** Selected text follows **

POLITICAL temperatures across the country, just as in cricket, were rising to unbearable levels.
By Enock Muchinjo
It was around 2004, in the build-up to the hotly disputed parliamentary polls held the following year and described by the opposition as a “sham election” and an “electoral fraud”.
In cricket, temperatures also rose sharply as the infamous “rebels” saga saw the sacking of 15 senior white players who had dared take on Zimbabwe Cricket (ZC) in a contractual dispute whose terrible consequences have long stalked the game in this country.
Captain Heath Streak was replaced by the young wicketkeeper Tatenda Taibu, who accordingly earned the enviable distinction of the youngest ever skipper in Test cricket history. Tavengwa Mukuhlani, who today is the chairman of ZC, was then a very influential board member of the association, which remained stubbornly unyielding in its quest to quash the player power threatening their control of cricket in Zimbabwe.
A lawyer, Clive Field, became the representative of the players’ union which tussled with ZC tooth-and-nail, and lost the good fight.
As for Taibu, a year after assuming the captaincy of a very raw Zimbabwe team he would himself fall foul of ZC, resigning and leaving the country in panic after claiming to have received threats of a very serious nature. Among those to put the fear of God into the youthful captain, it was reported, was the fiery sports enthusiast and politician-in-the-making Temba Mliswa.
Fast-forward 14 years later, the script has an uncanny similarity, and includes some of the old characters.
Mukuhlani is now chairman of ZC, and he finds himself in another war of sorts with players, and as in 2004, it is those of a certain skin colour that seem to have come off worst from the scrimmage with the Zimbabwean cricket board.

** End of Selected text **

Assigned task –
Write out everything in the Zimbabwe cricket article from "POLITICAL temperatures across" down to "in this country.", word for word.

** Input data follows **

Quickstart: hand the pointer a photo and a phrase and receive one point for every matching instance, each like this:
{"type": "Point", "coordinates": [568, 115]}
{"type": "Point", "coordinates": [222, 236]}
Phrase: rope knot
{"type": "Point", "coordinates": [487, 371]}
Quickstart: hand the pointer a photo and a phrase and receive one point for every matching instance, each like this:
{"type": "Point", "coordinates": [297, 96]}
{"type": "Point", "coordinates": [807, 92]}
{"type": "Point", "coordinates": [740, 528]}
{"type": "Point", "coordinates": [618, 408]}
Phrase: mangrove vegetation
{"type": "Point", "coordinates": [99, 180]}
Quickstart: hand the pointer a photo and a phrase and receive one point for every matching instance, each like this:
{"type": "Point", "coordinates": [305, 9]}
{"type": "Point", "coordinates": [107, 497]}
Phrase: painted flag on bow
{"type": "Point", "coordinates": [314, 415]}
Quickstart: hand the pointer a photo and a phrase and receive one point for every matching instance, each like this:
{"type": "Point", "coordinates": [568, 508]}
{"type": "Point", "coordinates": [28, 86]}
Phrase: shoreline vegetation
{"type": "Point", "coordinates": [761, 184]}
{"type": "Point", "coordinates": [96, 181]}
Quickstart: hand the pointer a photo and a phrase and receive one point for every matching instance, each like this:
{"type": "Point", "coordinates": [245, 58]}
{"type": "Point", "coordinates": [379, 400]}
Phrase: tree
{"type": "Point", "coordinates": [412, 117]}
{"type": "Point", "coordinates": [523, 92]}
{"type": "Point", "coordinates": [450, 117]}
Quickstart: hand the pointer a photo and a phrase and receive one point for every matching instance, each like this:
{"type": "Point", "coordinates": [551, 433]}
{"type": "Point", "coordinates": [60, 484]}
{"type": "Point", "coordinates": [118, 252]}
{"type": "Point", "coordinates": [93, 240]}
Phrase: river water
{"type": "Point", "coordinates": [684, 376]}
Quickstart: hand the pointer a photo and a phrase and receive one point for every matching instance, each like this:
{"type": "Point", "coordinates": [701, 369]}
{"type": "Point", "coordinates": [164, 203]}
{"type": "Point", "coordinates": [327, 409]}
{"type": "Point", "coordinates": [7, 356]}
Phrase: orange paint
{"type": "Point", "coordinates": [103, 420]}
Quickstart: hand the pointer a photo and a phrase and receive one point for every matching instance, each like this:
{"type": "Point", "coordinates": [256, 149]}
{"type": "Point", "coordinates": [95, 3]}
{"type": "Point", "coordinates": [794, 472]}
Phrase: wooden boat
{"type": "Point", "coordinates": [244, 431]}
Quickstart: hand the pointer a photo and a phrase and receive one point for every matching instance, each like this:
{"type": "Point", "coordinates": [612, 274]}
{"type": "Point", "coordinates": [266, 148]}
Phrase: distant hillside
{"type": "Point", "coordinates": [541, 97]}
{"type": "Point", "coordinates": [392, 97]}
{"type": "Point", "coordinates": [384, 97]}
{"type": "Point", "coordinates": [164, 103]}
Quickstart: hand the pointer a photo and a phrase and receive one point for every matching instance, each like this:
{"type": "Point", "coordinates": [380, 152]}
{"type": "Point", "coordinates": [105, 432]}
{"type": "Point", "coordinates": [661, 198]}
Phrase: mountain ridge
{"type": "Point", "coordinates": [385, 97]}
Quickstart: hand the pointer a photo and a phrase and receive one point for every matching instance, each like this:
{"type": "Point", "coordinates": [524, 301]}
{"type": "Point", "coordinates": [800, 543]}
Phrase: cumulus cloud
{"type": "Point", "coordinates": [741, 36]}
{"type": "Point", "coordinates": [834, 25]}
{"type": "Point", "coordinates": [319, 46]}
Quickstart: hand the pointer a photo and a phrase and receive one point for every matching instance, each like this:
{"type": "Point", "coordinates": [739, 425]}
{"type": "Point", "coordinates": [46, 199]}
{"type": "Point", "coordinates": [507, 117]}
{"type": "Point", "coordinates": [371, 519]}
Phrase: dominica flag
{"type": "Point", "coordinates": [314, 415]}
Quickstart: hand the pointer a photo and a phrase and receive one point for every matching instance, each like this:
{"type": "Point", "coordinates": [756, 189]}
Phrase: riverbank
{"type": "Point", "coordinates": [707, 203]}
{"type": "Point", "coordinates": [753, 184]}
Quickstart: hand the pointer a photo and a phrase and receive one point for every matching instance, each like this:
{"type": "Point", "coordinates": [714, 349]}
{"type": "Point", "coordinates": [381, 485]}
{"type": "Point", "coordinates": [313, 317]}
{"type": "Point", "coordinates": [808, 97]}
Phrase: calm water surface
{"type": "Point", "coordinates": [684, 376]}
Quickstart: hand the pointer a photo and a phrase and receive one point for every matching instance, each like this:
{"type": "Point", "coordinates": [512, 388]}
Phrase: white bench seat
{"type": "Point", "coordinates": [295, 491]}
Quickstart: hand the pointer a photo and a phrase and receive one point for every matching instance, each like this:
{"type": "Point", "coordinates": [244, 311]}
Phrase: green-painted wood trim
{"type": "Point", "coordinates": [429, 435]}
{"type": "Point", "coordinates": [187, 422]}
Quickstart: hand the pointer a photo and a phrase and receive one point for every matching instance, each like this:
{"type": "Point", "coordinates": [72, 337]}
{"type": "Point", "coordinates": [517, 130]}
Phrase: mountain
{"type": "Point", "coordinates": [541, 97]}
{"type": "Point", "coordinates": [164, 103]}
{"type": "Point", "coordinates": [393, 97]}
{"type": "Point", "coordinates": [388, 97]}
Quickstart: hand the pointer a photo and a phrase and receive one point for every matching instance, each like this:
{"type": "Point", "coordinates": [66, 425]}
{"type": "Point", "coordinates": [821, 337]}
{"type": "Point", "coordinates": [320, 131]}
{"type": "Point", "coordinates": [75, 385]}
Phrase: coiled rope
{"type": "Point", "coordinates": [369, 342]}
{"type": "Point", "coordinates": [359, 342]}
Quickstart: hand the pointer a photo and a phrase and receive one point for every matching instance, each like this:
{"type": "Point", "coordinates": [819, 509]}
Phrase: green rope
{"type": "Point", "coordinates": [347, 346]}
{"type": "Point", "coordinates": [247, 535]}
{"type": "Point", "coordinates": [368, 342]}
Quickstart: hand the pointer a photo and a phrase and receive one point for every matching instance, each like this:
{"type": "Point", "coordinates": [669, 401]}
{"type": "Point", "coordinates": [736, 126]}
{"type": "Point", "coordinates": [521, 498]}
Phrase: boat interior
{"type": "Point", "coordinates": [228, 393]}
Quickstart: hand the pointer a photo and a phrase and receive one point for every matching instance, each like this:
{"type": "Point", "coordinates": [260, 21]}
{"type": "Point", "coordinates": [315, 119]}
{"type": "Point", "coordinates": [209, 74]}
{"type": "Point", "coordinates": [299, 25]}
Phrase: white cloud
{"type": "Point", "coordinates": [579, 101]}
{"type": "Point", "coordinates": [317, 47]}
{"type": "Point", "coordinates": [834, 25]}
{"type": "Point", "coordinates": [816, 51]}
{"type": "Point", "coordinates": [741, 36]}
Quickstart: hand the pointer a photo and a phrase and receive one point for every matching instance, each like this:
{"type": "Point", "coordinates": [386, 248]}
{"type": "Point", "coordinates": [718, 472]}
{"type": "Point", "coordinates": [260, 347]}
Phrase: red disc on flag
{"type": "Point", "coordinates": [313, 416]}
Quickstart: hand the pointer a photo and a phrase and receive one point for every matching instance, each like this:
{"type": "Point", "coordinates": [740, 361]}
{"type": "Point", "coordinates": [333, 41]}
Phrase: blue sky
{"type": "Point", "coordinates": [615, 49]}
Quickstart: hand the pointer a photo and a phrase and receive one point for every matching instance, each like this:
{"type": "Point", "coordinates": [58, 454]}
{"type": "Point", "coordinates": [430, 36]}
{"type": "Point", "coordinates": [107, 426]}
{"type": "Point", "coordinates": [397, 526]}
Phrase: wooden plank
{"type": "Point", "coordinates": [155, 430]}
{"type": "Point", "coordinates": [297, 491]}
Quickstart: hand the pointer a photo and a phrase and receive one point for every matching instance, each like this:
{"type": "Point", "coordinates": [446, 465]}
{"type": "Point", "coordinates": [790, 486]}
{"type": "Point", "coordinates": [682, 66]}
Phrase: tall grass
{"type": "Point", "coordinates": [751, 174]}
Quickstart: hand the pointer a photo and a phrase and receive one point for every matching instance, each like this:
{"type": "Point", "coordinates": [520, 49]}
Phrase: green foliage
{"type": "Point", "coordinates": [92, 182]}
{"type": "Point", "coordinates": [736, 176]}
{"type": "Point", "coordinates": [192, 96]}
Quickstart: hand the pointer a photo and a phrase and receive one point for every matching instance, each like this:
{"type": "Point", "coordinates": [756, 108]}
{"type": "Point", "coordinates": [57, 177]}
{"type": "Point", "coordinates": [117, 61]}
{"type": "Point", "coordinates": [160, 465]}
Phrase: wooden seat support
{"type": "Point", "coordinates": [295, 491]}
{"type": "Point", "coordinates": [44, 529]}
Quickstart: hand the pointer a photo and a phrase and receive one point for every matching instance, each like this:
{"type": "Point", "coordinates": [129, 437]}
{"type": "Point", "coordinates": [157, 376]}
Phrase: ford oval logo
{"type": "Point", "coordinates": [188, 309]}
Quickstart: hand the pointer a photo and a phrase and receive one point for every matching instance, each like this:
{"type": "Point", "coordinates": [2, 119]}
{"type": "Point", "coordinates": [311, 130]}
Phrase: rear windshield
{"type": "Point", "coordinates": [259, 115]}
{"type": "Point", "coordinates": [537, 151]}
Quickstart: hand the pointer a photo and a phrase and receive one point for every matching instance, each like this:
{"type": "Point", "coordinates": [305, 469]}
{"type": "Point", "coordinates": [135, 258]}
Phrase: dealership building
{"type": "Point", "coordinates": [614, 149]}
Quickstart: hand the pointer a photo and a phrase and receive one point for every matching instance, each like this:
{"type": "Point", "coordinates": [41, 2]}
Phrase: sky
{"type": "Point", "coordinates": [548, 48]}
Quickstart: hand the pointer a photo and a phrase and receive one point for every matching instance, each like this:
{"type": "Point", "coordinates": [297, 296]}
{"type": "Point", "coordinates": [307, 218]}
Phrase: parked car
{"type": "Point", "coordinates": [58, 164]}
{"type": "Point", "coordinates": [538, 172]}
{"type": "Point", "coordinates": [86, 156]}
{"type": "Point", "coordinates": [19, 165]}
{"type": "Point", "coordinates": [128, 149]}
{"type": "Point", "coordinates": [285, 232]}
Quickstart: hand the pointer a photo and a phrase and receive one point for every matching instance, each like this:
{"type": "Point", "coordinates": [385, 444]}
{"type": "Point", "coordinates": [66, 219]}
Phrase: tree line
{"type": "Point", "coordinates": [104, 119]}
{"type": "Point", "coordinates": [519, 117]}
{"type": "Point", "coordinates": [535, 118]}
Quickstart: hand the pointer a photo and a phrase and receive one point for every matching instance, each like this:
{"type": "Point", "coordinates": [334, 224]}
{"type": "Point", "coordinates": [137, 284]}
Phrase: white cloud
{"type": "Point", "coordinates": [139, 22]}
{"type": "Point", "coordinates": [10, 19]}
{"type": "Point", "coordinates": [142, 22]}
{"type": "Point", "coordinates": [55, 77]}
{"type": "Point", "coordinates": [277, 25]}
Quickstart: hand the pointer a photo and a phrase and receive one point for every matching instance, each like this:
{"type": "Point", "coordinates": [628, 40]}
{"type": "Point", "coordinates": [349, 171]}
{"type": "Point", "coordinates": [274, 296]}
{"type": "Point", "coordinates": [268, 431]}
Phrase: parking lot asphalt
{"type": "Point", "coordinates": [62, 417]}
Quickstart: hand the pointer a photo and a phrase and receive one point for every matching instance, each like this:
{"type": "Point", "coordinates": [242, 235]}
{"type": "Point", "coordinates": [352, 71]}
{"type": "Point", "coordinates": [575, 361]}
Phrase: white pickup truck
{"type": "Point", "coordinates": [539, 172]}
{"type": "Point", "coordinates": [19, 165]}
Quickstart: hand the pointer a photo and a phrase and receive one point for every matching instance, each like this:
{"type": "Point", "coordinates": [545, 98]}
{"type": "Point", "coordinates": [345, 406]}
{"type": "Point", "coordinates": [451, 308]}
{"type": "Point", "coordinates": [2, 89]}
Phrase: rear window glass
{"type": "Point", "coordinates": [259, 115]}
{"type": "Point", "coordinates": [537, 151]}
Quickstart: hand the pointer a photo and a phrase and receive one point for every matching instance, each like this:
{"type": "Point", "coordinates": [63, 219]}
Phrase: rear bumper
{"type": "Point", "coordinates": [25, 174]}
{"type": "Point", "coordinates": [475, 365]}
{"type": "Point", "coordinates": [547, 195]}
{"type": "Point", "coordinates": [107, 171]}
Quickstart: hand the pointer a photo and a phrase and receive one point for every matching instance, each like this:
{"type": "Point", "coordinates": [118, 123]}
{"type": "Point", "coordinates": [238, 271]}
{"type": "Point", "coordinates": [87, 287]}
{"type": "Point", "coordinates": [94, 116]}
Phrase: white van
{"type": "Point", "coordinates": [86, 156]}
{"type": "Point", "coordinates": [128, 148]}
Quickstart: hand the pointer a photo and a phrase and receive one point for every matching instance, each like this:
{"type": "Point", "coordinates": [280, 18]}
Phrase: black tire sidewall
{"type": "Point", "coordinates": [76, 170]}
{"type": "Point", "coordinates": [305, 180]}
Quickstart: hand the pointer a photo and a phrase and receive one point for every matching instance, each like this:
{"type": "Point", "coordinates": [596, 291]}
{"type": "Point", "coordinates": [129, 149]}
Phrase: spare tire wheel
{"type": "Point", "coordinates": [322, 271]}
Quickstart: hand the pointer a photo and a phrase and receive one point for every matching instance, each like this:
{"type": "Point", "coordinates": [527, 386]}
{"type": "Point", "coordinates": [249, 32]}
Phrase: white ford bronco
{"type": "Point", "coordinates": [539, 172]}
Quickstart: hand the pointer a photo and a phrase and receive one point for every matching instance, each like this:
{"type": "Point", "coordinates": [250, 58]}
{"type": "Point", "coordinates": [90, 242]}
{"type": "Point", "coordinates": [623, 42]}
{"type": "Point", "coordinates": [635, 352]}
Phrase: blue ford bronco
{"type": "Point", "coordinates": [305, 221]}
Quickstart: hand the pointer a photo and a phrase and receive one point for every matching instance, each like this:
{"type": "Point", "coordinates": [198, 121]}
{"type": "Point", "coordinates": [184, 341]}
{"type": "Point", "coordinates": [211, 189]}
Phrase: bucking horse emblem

** End of Input data **

Worked solution –
POLITICAL temperatures across the country, just as in cricket, were rising to unbearable levels.
By Enock Muchinjo
It was around 2004, in the build-up to the hotly disputed parliamentary polls held the following year and described by the opposition as a “sham election” and an “electoral fraud”.
In cricket, temperatures also rose sharply as the infamous “rebels” saga saw the sacking of 15 senior white players who had dared take on Zimbabwe Cricket (ZC) in a contractual dispute whose terrible consequences have long stalked the game in this country.